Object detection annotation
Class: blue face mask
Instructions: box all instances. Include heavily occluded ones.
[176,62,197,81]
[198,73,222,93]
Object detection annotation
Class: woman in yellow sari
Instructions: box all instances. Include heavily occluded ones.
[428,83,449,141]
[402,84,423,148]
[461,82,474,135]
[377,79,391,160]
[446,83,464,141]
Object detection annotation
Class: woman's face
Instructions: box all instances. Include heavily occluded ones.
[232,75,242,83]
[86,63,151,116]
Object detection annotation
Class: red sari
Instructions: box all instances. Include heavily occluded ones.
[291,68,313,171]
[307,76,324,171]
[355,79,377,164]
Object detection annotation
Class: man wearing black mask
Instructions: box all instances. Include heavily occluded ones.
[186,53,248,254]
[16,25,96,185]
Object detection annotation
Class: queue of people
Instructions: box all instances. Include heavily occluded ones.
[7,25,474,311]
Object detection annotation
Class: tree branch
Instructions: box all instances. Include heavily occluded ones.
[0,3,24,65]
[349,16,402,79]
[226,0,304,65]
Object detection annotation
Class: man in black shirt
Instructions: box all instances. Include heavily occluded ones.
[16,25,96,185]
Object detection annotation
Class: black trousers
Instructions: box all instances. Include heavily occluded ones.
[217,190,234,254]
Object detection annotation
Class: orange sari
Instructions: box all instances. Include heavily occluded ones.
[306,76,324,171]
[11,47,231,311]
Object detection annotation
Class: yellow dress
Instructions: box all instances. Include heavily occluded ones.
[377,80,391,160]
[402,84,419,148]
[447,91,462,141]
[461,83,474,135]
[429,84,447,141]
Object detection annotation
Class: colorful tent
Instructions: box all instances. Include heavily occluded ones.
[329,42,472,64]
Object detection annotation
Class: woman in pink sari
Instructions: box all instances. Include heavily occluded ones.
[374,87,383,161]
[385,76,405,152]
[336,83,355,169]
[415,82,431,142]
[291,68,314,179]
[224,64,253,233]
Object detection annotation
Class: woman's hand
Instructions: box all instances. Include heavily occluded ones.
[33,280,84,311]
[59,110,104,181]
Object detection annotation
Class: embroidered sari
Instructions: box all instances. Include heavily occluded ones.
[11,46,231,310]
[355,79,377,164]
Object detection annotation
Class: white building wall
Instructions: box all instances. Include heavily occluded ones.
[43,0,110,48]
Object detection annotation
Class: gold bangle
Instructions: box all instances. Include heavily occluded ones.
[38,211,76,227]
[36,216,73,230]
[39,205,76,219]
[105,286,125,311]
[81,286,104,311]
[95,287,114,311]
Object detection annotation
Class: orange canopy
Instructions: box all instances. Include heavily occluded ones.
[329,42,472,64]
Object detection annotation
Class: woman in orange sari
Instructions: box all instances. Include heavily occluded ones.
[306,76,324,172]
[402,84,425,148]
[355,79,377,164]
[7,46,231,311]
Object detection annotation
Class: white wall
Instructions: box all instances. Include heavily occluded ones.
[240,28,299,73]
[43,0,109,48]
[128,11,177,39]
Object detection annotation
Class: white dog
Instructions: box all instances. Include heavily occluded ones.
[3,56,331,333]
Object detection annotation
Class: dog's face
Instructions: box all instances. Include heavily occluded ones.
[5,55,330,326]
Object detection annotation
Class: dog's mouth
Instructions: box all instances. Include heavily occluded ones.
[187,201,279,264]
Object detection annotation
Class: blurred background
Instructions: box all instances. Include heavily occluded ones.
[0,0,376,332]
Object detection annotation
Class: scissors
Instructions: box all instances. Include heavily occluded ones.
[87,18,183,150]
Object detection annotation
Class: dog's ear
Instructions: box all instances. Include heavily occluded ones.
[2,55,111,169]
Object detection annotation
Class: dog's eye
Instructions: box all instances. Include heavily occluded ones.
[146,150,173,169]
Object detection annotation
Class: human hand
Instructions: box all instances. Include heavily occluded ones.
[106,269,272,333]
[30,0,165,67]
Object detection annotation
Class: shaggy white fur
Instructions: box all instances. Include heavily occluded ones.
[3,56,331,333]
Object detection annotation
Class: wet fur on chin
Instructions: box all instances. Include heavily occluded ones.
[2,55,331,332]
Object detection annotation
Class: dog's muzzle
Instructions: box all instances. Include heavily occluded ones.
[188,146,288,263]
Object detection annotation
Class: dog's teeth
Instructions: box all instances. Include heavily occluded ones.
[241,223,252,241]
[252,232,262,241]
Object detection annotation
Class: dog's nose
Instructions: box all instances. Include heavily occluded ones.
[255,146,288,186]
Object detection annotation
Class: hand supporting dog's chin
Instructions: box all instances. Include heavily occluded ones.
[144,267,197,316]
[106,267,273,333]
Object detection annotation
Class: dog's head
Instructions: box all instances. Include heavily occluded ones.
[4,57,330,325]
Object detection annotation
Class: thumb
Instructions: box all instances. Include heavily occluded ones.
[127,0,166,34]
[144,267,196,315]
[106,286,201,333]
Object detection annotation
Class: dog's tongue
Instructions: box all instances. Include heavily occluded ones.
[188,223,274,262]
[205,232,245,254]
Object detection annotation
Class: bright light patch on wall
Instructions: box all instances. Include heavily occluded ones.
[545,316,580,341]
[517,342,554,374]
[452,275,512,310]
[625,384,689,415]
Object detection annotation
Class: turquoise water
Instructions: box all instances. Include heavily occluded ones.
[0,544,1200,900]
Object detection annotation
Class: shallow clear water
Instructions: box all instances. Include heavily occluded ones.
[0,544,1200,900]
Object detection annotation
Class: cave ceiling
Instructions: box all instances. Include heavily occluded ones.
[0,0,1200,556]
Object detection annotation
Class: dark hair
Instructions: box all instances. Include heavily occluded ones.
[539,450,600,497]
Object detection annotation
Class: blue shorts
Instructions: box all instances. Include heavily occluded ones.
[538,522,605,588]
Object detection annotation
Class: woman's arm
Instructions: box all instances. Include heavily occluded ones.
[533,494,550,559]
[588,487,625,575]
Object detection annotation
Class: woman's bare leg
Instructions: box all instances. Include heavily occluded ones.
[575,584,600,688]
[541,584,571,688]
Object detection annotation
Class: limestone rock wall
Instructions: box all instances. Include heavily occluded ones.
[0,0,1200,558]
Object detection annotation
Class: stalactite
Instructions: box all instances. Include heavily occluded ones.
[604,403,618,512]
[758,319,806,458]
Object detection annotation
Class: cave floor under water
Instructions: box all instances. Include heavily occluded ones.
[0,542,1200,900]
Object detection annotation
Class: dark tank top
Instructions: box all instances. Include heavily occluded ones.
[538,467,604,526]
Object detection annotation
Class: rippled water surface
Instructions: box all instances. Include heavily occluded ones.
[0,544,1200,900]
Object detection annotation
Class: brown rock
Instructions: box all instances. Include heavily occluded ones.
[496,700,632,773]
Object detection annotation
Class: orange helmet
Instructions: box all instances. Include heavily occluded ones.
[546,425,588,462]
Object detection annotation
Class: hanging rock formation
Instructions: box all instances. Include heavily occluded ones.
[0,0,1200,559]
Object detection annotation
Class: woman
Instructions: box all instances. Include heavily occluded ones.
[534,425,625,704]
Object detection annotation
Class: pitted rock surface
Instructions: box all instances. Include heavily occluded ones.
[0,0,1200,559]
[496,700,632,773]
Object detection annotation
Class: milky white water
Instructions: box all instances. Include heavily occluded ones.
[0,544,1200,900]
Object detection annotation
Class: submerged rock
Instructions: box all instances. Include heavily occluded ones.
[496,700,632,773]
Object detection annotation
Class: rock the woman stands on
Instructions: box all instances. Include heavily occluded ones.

Work to do: Can you lay out the records from the start through the line containing "[11,47,231,311]" as a Markdown table with columns Row and Text, giving each line its row number and omitting blank lines?

Solution to this task:
| Row | Text |
|---|---|
| 1 | Object detection annotation |
| 2 | Class: blue face mask |
| 3 | Instructions: box all instances. Include heavily occluded ones. |
| 4 | [176,62,197,81] |
| 5 | [198,73,222,93] |
| 6 | Object detection annotation |
| 7 | Class: woman in yellow sari |
| 8 | Instructions: box all instances. Include heavily occluded ones. |
| 9 | [428,83,449,141] |
| 10 | [402,84,423,148] |
| 11 | [461,82,474,135] |
| 12 | [377,79,391,160] |
| 13 | [446,83,464,141] |
| 14 | Object detection annotation |
| 15 | Class: woman's face |
| 16 | Instructions: box all instances. Include heavily occluded ones. |
| 17 | [232,75,242,83] |
| 18 | [86,63,151,116] |
| 19 | Object detection annotation |
| 20 | Class: red sari |
| 21 | Instructions: box all instances. Include heavily occluded ones. |
| 22 | [291,68,313,171] |
| 23 | [307,76,324,171] |
| 24 | [355,79,377,164] |
| 25 | Object detection annotation |
| 26 | Class: man wearing black mask |
| 27 | Instructions: box all instances. Include heavily occluded ones. |
| 28 | [186,53,248,254] |
| 29 | [16,25,96,185] |
| 30 | Object detection annotation |
| 31 | Class: queue of people |
| 32 | Instructions: box all instances. Include heavily occluded ones. |
| 33 | [7,25,474,311] |
| 34 | Object detection annotation |
| 35 | Class: tree branch |
| 36 | Instructions: box all instances. Include heavily occluded ones. |
| 37 | [0,3,24,65] |
| 38 | [349,16,402,79] |
| 39 | [226,0,304,65] |
| 40 | Object detection annotation |
| 41 | Class: man in black shirt |
| 42 | Instructions: box all instances. Include heavily occluded ones. |
| 43 | [16,25,96,185] |
| 44 | Object detection annotation |
| 45 | Class: black trousers |
| 46 | Instructions: box all instances. Include heavily occluded ones. |
| 47 | [217,190,234,254] |
| 48 | Object detection annotation |
| 49 | Class: orange sari |
| 50 | Instructions: box all instances. Include heavily occluded ones. |
| 51 | [306,76,324,171] |
| 52 | [11,47,231,311] |